WHAT YOU HAVE TO DO: Retype everything from the line containing "phrase -- beige sweater" down to the end of the material below, character for character.

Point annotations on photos
* * * * *

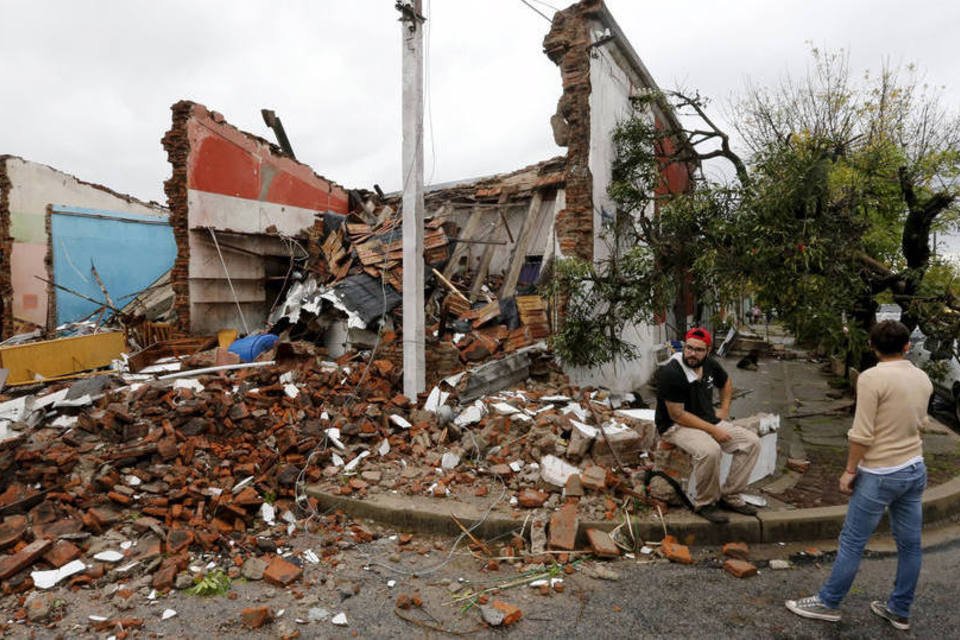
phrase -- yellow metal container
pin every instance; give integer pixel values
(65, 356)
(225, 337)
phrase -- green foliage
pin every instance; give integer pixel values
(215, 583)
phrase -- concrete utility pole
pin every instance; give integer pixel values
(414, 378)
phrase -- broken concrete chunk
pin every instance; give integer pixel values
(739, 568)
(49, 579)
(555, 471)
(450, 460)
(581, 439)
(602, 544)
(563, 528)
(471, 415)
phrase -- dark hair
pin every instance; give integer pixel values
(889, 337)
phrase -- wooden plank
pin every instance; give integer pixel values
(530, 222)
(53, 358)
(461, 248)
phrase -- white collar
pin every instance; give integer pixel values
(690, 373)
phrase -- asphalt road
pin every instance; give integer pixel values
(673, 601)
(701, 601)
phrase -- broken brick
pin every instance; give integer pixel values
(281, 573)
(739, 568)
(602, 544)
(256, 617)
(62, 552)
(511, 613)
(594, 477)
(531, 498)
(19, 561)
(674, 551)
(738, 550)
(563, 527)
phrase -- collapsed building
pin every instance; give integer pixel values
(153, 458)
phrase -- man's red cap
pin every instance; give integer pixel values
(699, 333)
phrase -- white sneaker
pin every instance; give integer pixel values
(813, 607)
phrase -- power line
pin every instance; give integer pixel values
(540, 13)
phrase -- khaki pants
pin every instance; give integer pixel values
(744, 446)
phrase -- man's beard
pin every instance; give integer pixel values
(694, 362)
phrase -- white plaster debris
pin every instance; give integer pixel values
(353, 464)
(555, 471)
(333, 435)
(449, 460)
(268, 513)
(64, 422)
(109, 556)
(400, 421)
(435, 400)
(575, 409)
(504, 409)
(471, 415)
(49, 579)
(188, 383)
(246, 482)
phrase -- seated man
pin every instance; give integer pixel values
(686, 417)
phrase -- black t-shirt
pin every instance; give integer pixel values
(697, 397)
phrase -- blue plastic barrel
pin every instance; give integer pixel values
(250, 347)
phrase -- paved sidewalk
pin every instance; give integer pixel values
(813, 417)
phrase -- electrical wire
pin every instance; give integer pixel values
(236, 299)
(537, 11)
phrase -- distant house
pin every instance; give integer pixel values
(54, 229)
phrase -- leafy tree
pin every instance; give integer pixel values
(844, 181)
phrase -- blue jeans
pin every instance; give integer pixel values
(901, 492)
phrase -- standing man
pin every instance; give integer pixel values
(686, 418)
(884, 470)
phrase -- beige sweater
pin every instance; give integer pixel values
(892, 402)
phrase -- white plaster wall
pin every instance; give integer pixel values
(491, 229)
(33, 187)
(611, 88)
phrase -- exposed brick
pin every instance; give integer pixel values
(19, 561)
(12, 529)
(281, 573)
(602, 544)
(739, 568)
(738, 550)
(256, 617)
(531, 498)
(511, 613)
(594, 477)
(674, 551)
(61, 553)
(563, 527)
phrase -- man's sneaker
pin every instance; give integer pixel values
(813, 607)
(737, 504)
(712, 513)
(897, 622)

* * * * *

PROBLEM SOLUTION:
phrase -- beige sweater
pin every instance; give integer pixel values
(892, 402)
phrase -- white plaster wall
pin every instance; give integer pixel values
(491, 229)
(33, 187)
(611, 88)
phrase -- exposed brick
pin every instance; give integer pixel values
(19, 561)
(12, 529)
(281, 573)
(602, 544)
(739, 568)
(738, 550)
(256, 617)
(531, 498)
(511, 613)
(594, 477)
(674, 551)
(61, 553)
(563, 527)
phrase -- man's sneaker
pin every instance; give integer pixel values
(813, 607)
(737, 504)
(712, 513)
(897, 622)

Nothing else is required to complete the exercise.